9x7 Digital Cinema Camera
It has been over three years since we announced availability of 9x7 digital cinema camera – a camera that was never going to replace your ARRI, Sony or RED, but an array of six to twelve of them. It is a camera that was specifically designed for shooting VFX plates, Giant Screen, IMAX and other forms of immersive cinema requiring unprecedented levels of sharpness and image quality.
Resolution versus Sharpness
Resolution is measured in pixels and tells us nothing about image sharpness. Sharpness is measured with MTF (Modulation Transfer Function) showing contrast (from zero to 100%) versus spatial frequency. For example, an 8K camera may or may not be able to discern 8K lines/picture width (or 4K line pairs per picture width) with contrast that we could actually perceive (say, greater than 20%). If contrast is zero at 8K (or 4K lp/pw), we can say that, whilst the camera has 8K photo-sites and 8K pixels in resulting images, it cannot actually resolve 8K because contrast at such spatial frequency is zero.
Whilst the 9x7 camera’s sensor has almost twice the amount of photo-sites as other 8K digital cinema cameras, it is not what makes it the sharpest cinema camera currently available. It is also not the fact that the camera is capable of recording up to 11GB/s of uncompressed, linear RAW. What makes it special is the design of the photo-sites that, despite being only about 3µm in size, their MTF is as good or better as some of the best photo-sites in the industry that are 10 times larger. It is this incredible amount of contrast that allows reproduction of details up to and beyond spatial sampling resolution (Nyquist limit) and deliver up to 18.6K (9400 line pairs per picture width) with measurable contrast. The actually measured sharpness exceeds that of 15-perf 70mm IMAX film by factor of two (four times as much detail) and depth of field can be even shallower than that of IMAX film. It also would take no less than six RED Raptor cameras stitched seamlessly to achieve equivalent sharpness (MTF) as single 9x7 camera can achieve.
The maximum (actually resolved up to Nyquist limit) resolution is 18.7K x 14K (260 Megapixels) achieved through custom demosaicing and image creation process.
It is this almost limitless sharpness combined with more “squarish”, 4:3 aspect ratio that make it ideal camera for immersive cinema, IMAX and for capturing 180° and even 360° VFX plates. The 9x7 was successfully used in number of feature productions, such as Thirteen Lives (Metro-Goldwyn-Mayer), MEG 2 (Warner Brothers) and Equalizer 3 (Columbia Pictures). By no means inexpensive (renting at AUD $30K per week), it is many times more cost effective than capturing VFX plates with cumbersome multi-camera arrays and stitching them together afterwards.

**Instruction**. List every feature production that the camera article says the 9x7 was used in, with the studio it gives for each. The rows that follow are separate material unrelated to the camera article.

**Listing**.
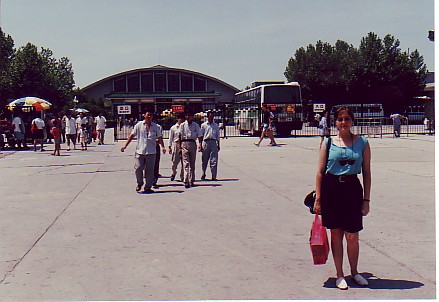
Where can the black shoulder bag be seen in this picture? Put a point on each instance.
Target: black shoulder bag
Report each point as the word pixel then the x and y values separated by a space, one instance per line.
pixel 311 197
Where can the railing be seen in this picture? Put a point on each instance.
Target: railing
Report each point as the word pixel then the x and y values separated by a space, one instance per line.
pixel 371 127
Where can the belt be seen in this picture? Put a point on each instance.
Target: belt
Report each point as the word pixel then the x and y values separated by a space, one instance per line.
pixel 344 177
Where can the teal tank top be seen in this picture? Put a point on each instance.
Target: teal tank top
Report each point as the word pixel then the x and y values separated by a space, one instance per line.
pixel 341 159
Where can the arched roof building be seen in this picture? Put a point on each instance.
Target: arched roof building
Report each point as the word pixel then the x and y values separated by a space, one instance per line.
pixel 159 88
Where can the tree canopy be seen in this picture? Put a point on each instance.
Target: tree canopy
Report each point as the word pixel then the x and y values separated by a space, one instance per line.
pixel 378 71
pixel 29 71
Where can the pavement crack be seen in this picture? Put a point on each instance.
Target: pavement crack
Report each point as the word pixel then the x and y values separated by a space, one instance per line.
pixel 9 272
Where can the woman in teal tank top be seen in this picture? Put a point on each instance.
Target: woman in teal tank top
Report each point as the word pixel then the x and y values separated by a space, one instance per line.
pixel 340 198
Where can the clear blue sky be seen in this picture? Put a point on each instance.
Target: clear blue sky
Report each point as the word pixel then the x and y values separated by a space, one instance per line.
pixel 237 41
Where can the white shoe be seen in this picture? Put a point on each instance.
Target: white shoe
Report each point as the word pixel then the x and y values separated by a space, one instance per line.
pixel 360 280
pixel 341 283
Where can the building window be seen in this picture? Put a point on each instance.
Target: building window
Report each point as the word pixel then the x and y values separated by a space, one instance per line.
pixel 173 82
pixel 120 84
pixel 147 82
pixel 186 82
pixel 160 81
pixel 133 83
pixel 199 84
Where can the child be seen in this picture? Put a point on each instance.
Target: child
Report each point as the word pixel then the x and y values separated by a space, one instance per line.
pixel 83 136
pixel 56 133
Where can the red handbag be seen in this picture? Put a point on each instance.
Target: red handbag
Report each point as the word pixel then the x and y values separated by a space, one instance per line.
pixel 318 242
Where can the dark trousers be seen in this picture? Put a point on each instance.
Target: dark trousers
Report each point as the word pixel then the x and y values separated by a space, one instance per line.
pixel 157 162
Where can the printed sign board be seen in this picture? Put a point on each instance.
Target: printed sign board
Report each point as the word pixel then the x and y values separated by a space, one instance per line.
pixel 319 107
pixel 124 109
pixel 177 108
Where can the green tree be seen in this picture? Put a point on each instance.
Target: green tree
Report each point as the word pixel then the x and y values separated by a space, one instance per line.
pixel 37 73
pixel 324 71
pixel 387 75
pixel 6 56
pixel 378 71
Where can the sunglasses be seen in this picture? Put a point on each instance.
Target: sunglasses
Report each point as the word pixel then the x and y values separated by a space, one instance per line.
pixel 344 162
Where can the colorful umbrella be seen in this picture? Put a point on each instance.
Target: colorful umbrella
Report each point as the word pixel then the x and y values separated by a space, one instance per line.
pixel 37 103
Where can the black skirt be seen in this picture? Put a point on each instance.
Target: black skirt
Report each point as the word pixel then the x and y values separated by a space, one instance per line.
pixel 341 203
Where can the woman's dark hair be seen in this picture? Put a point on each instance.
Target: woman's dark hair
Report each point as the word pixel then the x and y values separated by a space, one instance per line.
pixel 343 108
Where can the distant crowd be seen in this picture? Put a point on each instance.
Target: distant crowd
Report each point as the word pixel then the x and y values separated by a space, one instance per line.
pixel 70 129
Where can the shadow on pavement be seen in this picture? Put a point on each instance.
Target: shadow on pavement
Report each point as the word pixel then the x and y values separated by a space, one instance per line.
pixel 377 283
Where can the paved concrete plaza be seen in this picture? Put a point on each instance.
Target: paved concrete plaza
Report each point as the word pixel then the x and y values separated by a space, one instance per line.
pixel 73 227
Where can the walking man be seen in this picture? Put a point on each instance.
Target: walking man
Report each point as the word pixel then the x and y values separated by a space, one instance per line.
pixel 211 146
pixel 147 132
pixel 174 148
pixel 267 126
pixel 19 130
pixel 190 131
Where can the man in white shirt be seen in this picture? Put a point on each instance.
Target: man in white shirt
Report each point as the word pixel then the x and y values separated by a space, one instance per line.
pixel 100 127
pixel 174 149
pixel 211 146
pixel 189 132
pixel 19 131
pixel 70 130
pixel 147 132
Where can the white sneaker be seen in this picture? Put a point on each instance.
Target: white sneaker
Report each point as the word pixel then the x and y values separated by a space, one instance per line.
pixel 360 280
pixel 341 283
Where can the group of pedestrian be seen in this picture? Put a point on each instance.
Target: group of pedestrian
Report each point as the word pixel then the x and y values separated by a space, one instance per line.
pixel 62 128
pixel 185 139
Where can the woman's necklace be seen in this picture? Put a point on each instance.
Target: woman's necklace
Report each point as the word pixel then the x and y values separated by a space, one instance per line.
pixel 345 147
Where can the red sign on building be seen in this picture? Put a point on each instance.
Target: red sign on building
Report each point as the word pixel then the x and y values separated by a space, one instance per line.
pixel 177 108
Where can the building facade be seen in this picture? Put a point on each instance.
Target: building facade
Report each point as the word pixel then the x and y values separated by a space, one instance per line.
pixel 161 89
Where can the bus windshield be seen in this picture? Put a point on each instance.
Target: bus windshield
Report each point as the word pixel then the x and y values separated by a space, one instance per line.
pixel 285 94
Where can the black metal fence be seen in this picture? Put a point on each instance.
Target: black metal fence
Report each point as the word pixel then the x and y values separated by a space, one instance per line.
pixel 239 121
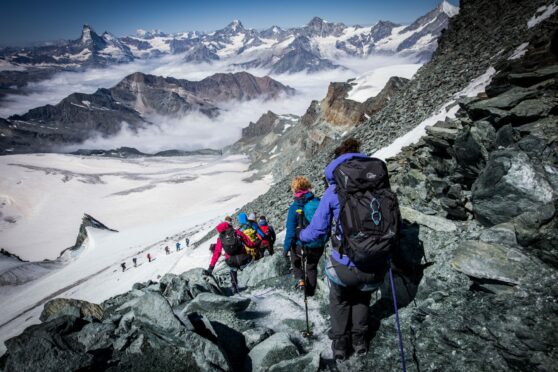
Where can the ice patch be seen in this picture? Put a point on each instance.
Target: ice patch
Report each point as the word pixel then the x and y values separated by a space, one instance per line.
pixel 370 84
pixel 544 12
pixel 519 51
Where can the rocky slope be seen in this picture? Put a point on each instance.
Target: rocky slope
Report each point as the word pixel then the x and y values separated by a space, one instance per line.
pixel 133 101
pixel 479 201
pixel 277 144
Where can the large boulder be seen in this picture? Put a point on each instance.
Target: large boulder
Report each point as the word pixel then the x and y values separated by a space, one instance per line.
pixel 471 148
pixel 267 268
pixel 49 347
pixel 491 262
pixel 254 336
pixel 154 310
pixel 213 302
pixel 433 222
pixel 273 350
pixel 306 363
pixel 510 185
pixel 64 306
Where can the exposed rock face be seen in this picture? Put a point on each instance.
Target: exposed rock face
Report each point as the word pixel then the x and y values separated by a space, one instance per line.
pixel 88 221
pixel 497 311
pixel 263 126
pixel 80 309
pixel 133 101
pixel 277 144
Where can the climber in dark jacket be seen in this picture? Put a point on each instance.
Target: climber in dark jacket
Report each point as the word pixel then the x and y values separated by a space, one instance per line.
pixel 301 189
pixel 350 287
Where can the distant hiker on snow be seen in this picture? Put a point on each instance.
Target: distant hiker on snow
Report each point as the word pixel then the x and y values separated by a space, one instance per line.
pixel 305 203
pixel 251 230
pixel 234 243
pixel 268 238
pixel 359 187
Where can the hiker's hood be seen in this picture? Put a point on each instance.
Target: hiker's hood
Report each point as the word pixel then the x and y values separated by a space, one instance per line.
pixel 222 226
pixel 337 162
pixel 300 193
pixel 242 218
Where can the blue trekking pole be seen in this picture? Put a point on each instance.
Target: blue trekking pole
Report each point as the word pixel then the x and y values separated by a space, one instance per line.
pixel 300 222
pixel 397 320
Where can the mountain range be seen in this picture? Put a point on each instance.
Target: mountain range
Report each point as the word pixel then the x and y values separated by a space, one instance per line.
pixel 312 47
pixel 133 101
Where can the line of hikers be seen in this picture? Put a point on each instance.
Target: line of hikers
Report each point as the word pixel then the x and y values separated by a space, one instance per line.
pixel 243 245
pixel 360 214
pixel 150 256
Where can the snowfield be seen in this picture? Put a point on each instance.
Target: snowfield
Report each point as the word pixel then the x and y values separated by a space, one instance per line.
pixel 152 202
pixel 371 83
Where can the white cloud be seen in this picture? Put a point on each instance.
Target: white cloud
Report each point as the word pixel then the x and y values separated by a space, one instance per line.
pixel 194 130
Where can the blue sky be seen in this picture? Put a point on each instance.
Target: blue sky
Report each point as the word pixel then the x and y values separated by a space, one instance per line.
pixel 26 21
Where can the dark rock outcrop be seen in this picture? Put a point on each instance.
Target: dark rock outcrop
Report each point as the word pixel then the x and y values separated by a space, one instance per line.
pixel 133 100
pixel 263 126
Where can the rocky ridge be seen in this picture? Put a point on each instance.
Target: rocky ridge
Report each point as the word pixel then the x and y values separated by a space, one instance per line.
pixel 485 300
pixel 277 144
pixel 134 100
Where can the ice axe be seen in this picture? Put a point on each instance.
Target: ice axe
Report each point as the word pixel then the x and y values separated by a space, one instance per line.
pixel 300 225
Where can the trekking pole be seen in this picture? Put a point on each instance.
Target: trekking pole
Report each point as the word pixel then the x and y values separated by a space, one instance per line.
pixel 300 223
pixel 401 350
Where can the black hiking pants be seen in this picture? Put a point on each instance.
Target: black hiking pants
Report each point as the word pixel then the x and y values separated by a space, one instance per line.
pixel 349 304
pixel 312 258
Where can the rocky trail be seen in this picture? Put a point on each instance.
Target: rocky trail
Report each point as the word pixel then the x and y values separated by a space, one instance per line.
pixel 476 274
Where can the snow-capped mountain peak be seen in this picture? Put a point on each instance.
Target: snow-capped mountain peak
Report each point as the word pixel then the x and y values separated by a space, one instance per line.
pixel 235 26
pixel 86 34
pixel 449 9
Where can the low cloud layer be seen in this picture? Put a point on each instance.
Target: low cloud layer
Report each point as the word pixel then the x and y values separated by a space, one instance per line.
pixel 194 130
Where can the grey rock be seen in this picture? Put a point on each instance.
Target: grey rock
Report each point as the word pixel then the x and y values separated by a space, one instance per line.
pixel 95 336
pixel 510 184
pixel 502 234
pixel 264 269
pixel 433 222
pixel 78 308
pixel 306 363
pixel 153 309
pixel 254 336
pixel 176 290
pixel 490 261
pixel 271 351
pixel 214 302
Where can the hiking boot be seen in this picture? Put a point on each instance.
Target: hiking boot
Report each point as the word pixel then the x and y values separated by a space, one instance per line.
pixel 339 348
pixel 359 345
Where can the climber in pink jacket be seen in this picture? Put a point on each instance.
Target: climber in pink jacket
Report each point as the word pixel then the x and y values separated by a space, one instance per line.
pixel 233 242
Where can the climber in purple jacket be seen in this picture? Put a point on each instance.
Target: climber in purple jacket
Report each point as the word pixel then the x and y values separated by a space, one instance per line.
pixel 351 287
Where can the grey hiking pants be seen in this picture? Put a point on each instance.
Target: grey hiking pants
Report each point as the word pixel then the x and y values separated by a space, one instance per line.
pixel 312 259
pixel 348 303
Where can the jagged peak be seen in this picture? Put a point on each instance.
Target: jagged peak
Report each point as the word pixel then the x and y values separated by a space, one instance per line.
pixel 86 33
pixel 316 21
pixel 448 8
pixel 235 25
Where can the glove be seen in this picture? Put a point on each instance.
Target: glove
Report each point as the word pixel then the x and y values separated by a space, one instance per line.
pixel 297 232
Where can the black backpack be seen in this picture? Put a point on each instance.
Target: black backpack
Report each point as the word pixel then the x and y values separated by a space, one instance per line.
pixel 369 211
pixel 231 242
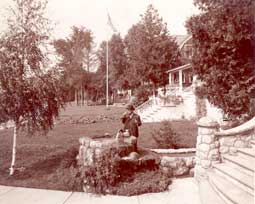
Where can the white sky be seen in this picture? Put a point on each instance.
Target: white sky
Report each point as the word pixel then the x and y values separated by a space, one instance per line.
pixel 124 13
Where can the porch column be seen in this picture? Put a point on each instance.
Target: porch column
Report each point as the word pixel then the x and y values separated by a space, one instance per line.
pixel 180 81
pixel 170 78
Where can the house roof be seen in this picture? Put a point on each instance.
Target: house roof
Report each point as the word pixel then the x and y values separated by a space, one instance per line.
pixel 183 67
pixel 181 39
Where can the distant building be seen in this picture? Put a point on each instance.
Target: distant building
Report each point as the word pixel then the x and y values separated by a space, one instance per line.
pixel 181 77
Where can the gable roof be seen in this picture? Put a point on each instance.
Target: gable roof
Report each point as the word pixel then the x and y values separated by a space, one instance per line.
pixel 183 67
pixel 181 39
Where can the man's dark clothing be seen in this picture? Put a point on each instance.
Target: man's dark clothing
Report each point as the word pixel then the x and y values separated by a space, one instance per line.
pixel 131 123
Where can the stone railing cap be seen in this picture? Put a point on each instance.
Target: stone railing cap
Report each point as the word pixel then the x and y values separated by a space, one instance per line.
pixel 207 122
pixel 247 126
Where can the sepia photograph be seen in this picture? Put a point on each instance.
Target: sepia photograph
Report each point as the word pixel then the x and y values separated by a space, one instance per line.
pixel 128 102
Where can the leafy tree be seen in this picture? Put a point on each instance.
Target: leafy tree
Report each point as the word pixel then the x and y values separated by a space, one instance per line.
pixel 117 61
pixel 224 42
pixel 151 50
pixel 30 92
pixel 101 71
pixel 77 57
pixel 117 65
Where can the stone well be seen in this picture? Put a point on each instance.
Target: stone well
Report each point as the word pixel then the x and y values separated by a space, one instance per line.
pixel 91 149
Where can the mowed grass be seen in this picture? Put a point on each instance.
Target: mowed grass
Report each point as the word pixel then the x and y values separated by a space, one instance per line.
pixel 38 157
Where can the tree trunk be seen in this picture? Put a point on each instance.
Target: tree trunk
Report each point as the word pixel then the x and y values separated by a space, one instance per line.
pixel 12 169
pixel 76 96
pixel 154 93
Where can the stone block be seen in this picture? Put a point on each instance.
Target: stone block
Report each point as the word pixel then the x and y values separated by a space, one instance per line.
pixel 217 144
pixel 224 149
pixel 84 141
pixel 239 143
pixel 204 148
pixel 207 139
pixel 189 162
pixel 214 155
pixel 191 172
pixel 168 171
pixel 233 150
pixel 199 139
pixel 202 155
pixel 206 131
pixel 199 172
pixel 180 171
pixel 227 141
pixel 206 164
pixel 168 161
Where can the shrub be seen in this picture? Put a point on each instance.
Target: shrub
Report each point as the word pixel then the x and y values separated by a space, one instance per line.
pixel 141 95
pixel 165 136
pixel 103 174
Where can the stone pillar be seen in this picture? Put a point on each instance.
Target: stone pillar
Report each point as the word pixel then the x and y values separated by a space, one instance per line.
pixel 180 81
pixel 207 148
pixel 170 78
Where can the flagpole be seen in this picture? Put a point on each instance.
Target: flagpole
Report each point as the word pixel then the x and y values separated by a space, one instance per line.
pixel 107 73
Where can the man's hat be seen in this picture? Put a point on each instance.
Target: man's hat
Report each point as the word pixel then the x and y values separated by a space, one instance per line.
pixel 130 107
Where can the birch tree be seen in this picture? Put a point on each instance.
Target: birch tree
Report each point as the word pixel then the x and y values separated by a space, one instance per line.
pixel 30 91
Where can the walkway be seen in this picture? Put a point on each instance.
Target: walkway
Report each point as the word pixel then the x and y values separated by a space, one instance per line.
pixel 182 191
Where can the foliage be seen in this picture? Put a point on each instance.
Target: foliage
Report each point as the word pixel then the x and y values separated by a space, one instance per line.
pixel 117 61
pixel 141 95
pixel 103 174
pixel 151 50
pixel 165 136
pixel 223 41
pixel 77 58
pixel 30 90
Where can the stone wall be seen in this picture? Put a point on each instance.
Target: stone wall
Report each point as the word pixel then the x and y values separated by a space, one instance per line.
pixel 212 143
pixel 207 147
pixel 229 144
pixel 178 166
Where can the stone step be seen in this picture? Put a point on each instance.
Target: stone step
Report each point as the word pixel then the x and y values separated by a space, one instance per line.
pixel 250 152
pixel 253 144
pixel 237 177
pixel 242 164
pixel 207 194
pixel 229 192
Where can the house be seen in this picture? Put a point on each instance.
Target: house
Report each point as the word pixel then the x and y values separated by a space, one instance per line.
pixel 178 100
pixel 181 77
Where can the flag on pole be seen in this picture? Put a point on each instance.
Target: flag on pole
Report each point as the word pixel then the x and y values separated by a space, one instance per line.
pixel 110 24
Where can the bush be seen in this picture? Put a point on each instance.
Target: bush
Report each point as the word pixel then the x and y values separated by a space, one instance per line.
pixel 141 95
pixel 165 136
pixel 103 174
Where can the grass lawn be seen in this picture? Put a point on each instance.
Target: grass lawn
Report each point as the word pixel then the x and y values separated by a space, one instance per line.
pixel 42 155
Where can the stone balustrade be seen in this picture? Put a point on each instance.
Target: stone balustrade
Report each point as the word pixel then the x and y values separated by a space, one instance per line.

**Exercise result**.
- Thirteen Lives (Metro-Goldwyn-Mayer)
- MEG 2 (Warner Brothers)
- Equalizer 3 (Columbia Pictures)